## START Provided data
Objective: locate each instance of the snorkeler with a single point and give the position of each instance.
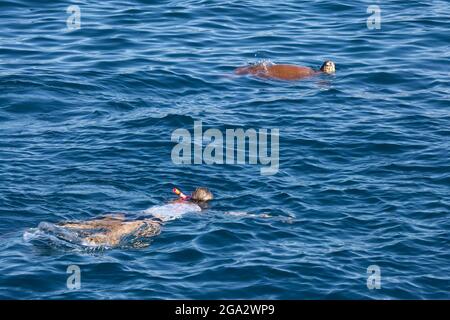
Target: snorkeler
(284, 71)
(110, 230)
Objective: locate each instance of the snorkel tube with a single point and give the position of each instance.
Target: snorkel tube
(181, 194)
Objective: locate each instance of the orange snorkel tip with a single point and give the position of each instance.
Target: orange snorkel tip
(180, 194)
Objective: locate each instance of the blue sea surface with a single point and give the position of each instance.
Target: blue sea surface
(86, 118)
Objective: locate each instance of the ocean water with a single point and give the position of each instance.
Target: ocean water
(86, 118)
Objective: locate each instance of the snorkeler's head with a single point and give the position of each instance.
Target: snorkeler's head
(201, 195)
(328, 67)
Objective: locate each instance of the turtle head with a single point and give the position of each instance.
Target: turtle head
(328, 67)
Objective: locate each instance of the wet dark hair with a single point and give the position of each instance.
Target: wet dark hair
(202, 195)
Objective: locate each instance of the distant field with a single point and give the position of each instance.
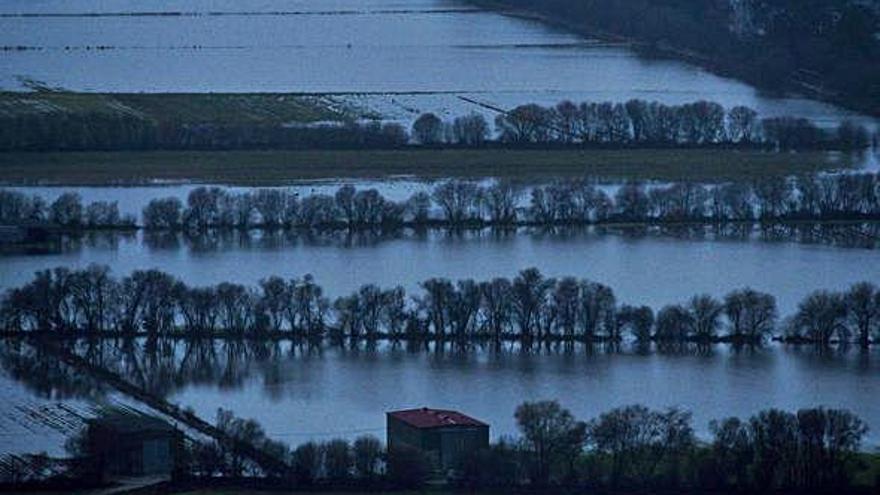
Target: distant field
(281, 167)
(185, 108)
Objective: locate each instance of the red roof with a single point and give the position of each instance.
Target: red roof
(434, 418)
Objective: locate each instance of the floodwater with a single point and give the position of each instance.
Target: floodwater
(642, 269)
(401, 58)
(300, 394)
(397, 58)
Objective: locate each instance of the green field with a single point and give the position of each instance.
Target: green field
(182, 108)
(260, 168)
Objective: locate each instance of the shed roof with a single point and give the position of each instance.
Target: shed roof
(434, 418)
(131, 421)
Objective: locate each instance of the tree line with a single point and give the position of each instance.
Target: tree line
(637, 448)
(530, 308)
(635, 123)
(472, 204)
(827, 47)
(624, 449)
(639, 123)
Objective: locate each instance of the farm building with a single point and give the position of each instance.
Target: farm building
(445, 436)
(126, 442)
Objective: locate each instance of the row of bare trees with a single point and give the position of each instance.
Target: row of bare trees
(67, 211)
(638, 123)
(529, 308)
(635, 448)
(629, 448)
(464, 203)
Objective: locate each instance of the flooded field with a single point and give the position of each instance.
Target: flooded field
(642, 268)
(300, 394)
(351, 52)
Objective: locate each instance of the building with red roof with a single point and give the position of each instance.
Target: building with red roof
(445, 436)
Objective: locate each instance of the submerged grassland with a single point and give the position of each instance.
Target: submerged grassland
(279, 167)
## END Provided data
§ **To do**: Write out every entry again with "with a single point" swapped for "using one point" and everything else unchanged. Leave out the pictures.

§ **Completed task**:
Objective: locate each instance of the snorkeler using one point and give the position of each instance.
Target: snorkeler
(284, 71)
(110, 230)
Objective: locate each instance of the snorkel tube using one point and give the position of each instance.
Target: snorkel tube
(181, 194)
Objective: locate each instance of the orange snorkel tip using one point and give the position of each instance.
Target: orange snorkel tip
(180, 194)
Objective: locate each instance of the blue sea surface using one point and give the position of each instance.
Target: blue sea surface
(86, 118)
Objective: locate each instance of the ocean water using one point and give the position of each instance.
Target: ocean water
(86, 118)
Objective: locate each instance of the snorkeler's head using one point and give the position of each instance.
Target: snorkeler's head
(201, 195)
(328, 67)
Objective: locate each instance of the turtle head using one point and give the position of each instance.
Target: turtle head
(328, 67)
Objective: locate each instance of the wet dark hair using one point and give the position of each instance.
Target: wet dark hair
(202, 195)
Objective: locate each instance of the distant field using one point and give the position of each instance.
Target: distant field
(281, 167)
(185, 108)
Objective: locate each instance of the red roof using one point and give the position of each instance.
Target: red roof
(434, 418)
Objective: locate each instance of the floodwater using one point and give the position of each instance.
Target: floodwater
(642, 269)
(401, 58)
(300, 394)
(397, 58)
Objective: locate each instance of the green field using one point and give the position of each instance.
Target: green field
(182, 108)
(260, 168)
Objective: locate each instance of the shed roof using one point and give the position of each instance.
Target: shed roof
(434, 418)
(131, 421)
Objective: locate each instance of the tree line using one point and give the position of each instance.
Target: tree line
(637, 448)
(530, 308)
(635, 123)
(472, 204)
(827, 47)
(624, 449)
(639, 123)
Objective: locate each instance of the farm building using one point and give the position of each instance.
Target: farm building
(445, 436)
(126, 442)
Objective: locate each instance of the row of bare trees using one point and give the position of each instance.
Target: row of bare trees
(67, 211)
(638, 123)
(529, 308)
(635, 448)
(629, 448)
(464, 203)
Objective: locate each instance of the flooded field using one point and give the position of each instance.
Target: flooded field
(642, 268)
(300, 394)
(351, 52)
Objective: locate each instance of the building with red roof using one point and give the position of each instance.
Target: building with red roof
(445, 436)
Objective: locate each instance of the submerged grassland using one point and give the position of each instance.
Target: submerged grassland
(279, 167)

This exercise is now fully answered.